In the records below, start with the line that contains "Identify the green" and go on through the line that contains "808,142,845,216". Put those lines into a Markdown table with the columns Row and Line, numbering each row and leaving out any blank lines.

>> start Dataset entries

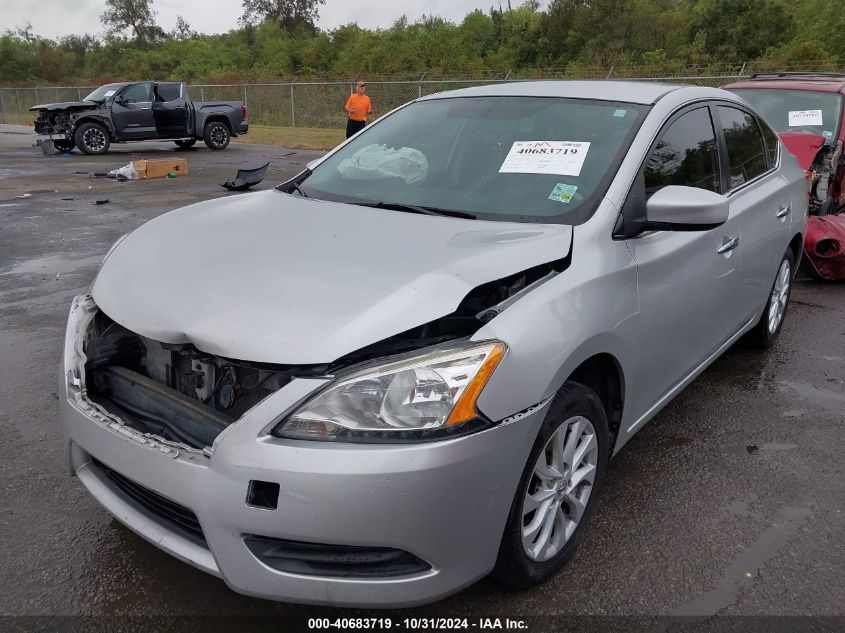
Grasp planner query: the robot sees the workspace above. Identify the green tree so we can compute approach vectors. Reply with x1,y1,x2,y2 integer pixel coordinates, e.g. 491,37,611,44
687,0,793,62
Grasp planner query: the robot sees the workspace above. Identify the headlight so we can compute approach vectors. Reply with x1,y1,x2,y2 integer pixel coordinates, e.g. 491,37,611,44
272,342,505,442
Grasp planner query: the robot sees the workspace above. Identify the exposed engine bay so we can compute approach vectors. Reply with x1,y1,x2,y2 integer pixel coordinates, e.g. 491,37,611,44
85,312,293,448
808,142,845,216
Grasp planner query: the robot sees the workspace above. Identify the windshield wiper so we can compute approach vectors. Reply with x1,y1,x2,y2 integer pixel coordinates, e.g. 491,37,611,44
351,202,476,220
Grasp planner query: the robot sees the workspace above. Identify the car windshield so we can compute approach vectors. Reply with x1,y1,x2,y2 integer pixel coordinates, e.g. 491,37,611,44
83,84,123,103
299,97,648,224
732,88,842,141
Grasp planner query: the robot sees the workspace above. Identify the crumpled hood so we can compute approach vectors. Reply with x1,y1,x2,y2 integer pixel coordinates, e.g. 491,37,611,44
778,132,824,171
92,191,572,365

>> end Dataset entries
>> start Dataset entries

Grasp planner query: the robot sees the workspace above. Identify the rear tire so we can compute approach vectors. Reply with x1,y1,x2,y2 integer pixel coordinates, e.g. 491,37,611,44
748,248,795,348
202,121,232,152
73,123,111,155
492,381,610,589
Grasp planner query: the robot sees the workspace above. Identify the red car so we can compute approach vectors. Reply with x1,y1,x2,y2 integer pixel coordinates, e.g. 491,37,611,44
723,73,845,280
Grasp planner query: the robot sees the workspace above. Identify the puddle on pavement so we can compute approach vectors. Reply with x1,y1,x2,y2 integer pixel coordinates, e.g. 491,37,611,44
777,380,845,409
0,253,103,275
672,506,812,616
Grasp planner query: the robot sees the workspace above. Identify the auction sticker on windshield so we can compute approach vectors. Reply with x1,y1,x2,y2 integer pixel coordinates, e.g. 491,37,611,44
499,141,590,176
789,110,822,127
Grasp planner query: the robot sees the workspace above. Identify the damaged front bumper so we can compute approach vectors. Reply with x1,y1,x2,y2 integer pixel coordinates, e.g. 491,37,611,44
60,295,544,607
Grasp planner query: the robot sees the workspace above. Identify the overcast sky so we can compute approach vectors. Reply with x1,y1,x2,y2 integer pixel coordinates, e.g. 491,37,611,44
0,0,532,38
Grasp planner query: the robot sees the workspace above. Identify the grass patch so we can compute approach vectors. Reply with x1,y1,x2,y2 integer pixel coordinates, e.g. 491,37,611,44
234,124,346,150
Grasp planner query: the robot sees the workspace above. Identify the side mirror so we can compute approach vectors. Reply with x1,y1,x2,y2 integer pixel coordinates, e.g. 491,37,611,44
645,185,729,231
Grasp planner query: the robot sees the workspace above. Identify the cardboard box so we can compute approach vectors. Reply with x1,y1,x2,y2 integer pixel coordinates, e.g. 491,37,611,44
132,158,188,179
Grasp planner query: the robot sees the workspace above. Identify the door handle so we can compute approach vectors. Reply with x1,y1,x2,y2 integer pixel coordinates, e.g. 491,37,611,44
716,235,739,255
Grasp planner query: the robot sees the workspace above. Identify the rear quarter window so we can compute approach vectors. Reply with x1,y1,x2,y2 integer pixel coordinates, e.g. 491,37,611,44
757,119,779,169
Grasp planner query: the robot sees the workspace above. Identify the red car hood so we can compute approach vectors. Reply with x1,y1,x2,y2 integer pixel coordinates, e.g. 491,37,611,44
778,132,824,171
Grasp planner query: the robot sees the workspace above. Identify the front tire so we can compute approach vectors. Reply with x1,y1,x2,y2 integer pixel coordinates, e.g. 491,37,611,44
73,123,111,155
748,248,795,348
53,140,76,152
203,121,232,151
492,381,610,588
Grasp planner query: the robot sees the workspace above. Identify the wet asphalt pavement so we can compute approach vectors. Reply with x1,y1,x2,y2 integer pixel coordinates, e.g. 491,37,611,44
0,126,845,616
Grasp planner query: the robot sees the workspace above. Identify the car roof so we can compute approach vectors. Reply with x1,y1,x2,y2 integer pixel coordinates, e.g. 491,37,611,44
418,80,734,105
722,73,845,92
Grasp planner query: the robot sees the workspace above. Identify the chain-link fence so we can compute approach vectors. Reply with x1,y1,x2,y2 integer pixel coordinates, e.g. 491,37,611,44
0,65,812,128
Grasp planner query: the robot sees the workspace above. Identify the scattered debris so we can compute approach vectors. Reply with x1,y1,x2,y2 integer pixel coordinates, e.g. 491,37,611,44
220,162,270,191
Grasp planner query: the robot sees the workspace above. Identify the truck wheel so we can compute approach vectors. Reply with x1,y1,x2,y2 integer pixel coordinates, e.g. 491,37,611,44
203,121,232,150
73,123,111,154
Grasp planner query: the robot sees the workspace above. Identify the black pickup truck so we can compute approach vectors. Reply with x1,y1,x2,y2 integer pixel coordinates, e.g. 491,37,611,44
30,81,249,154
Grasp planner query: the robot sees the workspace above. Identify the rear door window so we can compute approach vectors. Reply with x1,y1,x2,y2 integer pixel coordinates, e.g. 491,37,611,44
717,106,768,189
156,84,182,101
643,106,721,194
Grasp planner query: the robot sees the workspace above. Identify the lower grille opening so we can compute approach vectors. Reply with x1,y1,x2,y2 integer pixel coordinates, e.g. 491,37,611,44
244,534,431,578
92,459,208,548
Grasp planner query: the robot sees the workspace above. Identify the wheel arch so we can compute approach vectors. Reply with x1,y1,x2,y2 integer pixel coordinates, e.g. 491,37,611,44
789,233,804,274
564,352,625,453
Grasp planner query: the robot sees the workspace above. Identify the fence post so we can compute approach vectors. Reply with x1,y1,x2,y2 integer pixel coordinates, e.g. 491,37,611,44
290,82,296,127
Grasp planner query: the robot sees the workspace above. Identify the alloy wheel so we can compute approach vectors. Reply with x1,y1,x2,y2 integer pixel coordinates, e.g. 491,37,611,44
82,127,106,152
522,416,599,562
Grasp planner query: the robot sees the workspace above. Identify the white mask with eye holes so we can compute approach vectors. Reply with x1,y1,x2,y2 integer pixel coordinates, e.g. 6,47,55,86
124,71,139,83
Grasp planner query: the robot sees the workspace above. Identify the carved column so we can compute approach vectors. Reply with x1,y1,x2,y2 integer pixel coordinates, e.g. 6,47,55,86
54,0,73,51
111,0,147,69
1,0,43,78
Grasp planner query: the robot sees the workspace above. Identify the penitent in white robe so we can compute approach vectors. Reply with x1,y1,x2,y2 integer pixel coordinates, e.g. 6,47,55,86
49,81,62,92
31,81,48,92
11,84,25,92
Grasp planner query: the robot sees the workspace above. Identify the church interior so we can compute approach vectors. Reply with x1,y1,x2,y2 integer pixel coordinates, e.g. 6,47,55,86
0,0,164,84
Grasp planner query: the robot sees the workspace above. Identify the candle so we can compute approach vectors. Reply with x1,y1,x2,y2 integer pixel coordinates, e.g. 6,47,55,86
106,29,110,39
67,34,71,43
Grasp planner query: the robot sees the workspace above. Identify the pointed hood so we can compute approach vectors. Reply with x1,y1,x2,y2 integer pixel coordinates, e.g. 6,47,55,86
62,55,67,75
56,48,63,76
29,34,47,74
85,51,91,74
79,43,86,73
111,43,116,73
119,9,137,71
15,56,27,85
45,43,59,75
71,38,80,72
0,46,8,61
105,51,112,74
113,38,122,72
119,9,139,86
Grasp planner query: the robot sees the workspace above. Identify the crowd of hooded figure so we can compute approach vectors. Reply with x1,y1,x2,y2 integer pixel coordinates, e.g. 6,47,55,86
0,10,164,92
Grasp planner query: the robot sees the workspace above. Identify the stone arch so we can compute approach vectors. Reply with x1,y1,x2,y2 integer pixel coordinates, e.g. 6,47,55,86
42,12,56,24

>> end Dataset entries

Written answer |
| Row | Line |
|---|---|
| 1 | Grasp planner query: the robot sees the workspace above. Identify the green tree so we can compute approach vectors. Reply with x1,y1,x2,y2 integer pixel coordinates, e.g. 491,37,611,44 |
| 2 | 687,0,793,62 |
| 3 | Grasp planner query: the robot sees the workspace above. Identify the headlight so we can compute approach vectors. Reply with x1,y1,x2,y2 integer pixel coordinates, e.g. 491,37,611,44 |
| 4 | 272,342,505,442 |
| 5 | Grasp planner query: the robot sees the workspace above. Identify the exposed engine bay so we can compute approach vectors. Reply with x1,y1,x2,y2 integer pixel coordinates, e.g. 491,37,611,44 |
| 6 | 85,312,293,448 |
| 7 | 808,142,845,216 |